| Excerpt provided |
=======

Letter of Credit in International Trade
In general, people use letters of credit for international trade.
This is because people may be less familiar with companies, sellers and
banks the farther away they are. It also is harder for effective
communication to take place in international trade, although technology
greatly is improving communication difficulties. Letters of credit also
are useful for any domestic transactions where the buyer and seller have
not worked with each other previously.
Advantages of Letter of credit
·The seller has the obligation of buyer's bank's to pay for the shipped goods;
·Reducing the production risk, if the buyer cancels or changes his order
·The opportunity to get financing in the period between the
shipment of the goods and receipt of payment (especially, in case of
deferred payment).
·The seller is able to calculate the payment date for the goods.
·The buyer will not be able to refuse to pay due to a complaint about the goods
·The bank will pay the seller for the goods, on condition that
the latter presents to the bank the determined documents in line with
the terms of the letter of credit;
·The buyer can control the time period for shipping of the goods;
·By a letter of credit, the buyer demonstrates his solvency;
·In the case of issuing a letter of credit providing for delayed payment, the seller grants a credit to the buyer.

=======

| Dataset entries |
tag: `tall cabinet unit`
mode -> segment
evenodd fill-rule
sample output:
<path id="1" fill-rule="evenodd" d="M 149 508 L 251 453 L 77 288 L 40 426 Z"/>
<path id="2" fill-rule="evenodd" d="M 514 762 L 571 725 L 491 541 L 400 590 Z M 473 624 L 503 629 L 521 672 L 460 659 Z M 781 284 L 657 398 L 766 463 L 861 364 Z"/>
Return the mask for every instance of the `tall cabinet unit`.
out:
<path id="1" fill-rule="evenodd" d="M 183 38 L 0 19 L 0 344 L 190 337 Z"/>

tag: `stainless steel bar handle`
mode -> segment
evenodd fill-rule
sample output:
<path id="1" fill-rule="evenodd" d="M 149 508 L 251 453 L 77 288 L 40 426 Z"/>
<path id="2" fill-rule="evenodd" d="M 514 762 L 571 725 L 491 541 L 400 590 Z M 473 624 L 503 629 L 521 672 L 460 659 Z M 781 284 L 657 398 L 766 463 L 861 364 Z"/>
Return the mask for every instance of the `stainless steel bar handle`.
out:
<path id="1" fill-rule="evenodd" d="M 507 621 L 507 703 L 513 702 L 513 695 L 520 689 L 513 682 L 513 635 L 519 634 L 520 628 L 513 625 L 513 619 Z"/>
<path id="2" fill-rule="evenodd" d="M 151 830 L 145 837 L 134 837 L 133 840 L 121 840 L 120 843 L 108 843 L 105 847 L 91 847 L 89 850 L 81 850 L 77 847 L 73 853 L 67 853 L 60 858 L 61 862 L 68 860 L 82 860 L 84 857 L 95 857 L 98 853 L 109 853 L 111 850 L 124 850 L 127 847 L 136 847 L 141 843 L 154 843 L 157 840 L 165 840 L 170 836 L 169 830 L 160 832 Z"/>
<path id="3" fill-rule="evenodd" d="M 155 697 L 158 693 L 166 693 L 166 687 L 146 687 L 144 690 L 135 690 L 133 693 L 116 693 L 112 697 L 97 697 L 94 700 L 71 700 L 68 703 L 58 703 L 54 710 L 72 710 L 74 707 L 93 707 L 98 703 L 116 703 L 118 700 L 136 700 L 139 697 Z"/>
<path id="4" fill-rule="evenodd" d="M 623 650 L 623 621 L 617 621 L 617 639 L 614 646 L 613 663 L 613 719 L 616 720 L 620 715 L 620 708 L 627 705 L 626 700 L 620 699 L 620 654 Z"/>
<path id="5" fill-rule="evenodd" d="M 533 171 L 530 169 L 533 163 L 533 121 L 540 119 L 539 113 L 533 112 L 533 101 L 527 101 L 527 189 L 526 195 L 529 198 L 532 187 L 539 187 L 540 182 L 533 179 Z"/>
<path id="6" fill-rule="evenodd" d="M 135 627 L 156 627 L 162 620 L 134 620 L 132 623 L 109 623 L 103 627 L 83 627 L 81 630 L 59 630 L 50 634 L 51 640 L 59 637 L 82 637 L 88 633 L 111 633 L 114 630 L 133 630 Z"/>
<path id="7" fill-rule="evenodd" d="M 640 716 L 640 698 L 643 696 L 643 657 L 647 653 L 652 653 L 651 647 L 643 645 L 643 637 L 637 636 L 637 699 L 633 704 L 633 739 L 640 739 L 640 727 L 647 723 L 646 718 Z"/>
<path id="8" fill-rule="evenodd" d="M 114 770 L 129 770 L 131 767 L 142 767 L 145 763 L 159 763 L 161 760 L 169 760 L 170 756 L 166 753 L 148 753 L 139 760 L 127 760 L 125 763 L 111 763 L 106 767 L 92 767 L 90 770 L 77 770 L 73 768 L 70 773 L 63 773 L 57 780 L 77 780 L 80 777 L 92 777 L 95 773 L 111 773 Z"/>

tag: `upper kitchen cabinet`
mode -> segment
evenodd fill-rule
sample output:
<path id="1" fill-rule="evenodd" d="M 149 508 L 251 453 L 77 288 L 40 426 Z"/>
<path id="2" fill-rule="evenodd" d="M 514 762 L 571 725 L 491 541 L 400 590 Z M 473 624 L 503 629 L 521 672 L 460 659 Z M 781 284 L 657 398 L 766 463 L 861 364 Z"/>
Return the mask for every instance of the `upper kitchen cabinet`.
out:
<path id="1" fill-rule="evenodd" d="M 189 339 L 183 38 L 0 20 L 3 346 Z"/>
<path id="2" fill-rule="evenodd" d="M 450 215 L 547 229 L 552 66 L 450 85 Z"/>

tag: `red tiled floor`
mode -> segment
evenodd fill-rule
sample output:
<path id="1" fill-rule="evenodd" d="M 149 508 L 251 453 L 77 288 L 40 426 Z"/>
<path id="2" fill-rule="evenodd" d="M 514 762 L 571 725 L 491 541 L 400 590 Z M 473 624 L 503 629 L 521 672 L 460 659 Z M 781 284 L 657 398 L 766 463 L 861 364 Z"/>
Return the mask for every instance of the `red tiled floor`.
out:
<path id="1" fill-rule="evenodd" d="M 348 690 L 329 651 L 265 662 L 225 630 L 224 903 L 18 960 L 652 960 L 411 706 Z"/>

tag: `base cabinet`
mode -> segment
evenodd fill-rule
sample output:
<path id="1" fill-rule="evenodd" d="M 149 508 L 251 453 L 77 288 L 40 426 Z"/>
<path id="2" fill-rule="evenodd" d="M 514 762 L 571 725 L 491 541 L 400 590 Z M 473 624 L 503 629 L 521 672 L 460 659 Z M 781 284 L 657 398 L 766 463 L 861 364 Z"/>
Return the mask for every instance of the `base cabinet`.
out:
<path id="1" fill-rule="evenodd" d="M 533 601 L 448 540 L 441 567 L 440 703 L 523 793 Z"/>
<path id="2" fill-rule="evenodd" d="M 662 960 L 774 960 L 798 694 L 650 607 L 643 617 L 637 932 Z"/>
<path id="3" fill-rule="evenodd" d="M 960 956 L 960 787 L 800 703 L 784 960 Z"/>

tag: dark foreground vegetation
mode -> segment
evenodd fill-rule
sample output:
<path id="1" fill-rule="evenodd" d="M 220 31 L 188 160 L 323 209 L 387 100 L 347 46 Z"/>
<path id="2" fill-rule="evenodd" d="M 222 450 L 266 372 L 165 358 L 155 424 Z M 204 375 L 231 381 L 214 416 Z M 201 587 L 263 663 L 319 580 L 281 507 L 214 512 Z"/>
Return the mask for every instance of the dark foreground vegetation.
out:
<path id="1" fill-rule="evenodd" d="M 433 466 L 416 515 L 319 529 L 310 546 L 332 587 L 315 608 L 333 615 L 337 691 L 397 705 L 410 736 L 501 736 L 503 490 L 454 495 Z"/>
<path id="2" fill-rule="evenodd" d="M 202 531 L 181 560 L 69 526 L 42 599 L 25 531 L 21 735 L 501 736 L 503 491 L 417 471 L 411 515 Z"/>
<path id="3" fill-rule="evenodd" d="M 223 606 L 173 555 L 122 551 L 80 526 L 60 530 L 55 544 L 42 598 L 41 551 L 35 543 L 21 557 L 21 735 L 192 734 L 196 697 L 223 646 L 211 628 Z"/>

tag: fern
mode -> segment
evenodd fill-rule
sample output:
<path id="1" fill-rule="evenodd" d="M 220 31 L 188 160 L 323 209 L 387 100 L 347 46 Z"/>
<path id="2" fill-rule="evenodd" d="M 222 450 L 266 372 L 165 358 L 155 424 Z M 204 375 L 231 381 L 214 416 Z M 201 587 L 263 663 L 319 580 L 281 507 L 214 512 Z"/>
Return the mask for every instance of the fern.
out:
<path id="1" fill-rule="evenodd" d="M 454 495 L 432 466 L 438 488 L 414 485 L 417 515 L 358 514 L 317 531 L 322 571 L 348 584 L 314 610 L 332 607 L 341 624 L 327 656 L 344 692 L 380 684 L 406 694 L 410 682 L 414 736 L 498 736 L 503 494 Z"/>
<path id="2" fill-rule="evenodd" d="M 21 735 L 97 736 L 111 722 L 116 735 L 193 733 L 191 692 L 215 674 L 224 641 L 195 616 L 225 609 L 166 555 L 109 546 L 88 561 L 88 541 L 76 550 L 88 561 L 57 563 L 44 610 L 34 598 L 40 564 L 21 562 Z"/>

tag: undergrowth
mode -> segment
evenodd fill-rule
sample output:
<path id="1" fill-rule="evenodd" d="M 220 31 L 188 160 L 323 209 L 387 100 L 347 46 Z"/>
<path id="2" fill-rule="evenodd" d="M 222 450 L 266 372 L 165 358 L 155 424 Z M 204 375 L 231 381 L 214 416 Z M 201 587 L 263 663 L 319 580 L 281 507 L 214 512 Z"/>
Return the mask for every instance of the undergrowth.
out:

=======

| Aim A |
Please copy the lines of the records word for word, starting at the line that contains "tag: dark foreground vegetation" and ending at the line that contains "223 606 L 173".
| Aim B |
Continue the text on letters of credit in international trade from the point where it stops.

| Task answer A |
tag: dark foreground vegetation
mode -> segment
evenodd fill-rule
sample output:
<path id="1" fill-rule="evenodd" d="M 220 31 L 188 160 L 323 209 L 387 100 L 347 46 Z"/>
<path id="2" fill-rule="evenodd" d="M 222 450 L 266 372 L 165 358 L 155 424 Z M 204 375 L 231 381 L 214 416 Z M 201 587 L 263 663 L 319 580 L 281 507 L 214 512 Z"/>
Return the mask for every instance of the dark foreground vegetation.
out:
<path id="1" fill-rule="evenodd" d="M 433 466 L 416 515 L 319 529 L 310 546 L 332 587 L 315 608 L 333 615 L 337 691 L 397 705 L 410 736 L 501 736 L 503 490 L 454 495 Z"/>
<path id="2" fill-rule="evenodd" d="M 202 531 L 181 560 L 69 526 L 42 599 L 25 531 L 21 735 L 501 736 L 503 491 L 417 471 L 411 515 Z"/>
<path id="3" fill-rule="evenodd" d="M 223 606 L 173 555 L 122 551 L 80 526 L 60 530 L 55 544 L 42 598 L 41 551 L 35 543 L 21 557 L 21 735 L 192 734 L 196 697 L 223 646 L 211 628 Z"/>

| Task answer B |
·Providing a letter of credit allows the buyer to avoid or reduce pre-payment.
Letters of credit are often used in international transactions
to ensure that payment will be received. Due to the nature of
international dealings including factors such as distance, differing
laws in each country and difficulty in knowing each party personally,
the use of letters of credit has become a very important aspect of
international trade. The bank also acts on behalf of the buyer (holder
of letter of credit) by ensuring that the supplier will not be paid
until the bank receives a confirmation that the goods have been shipped.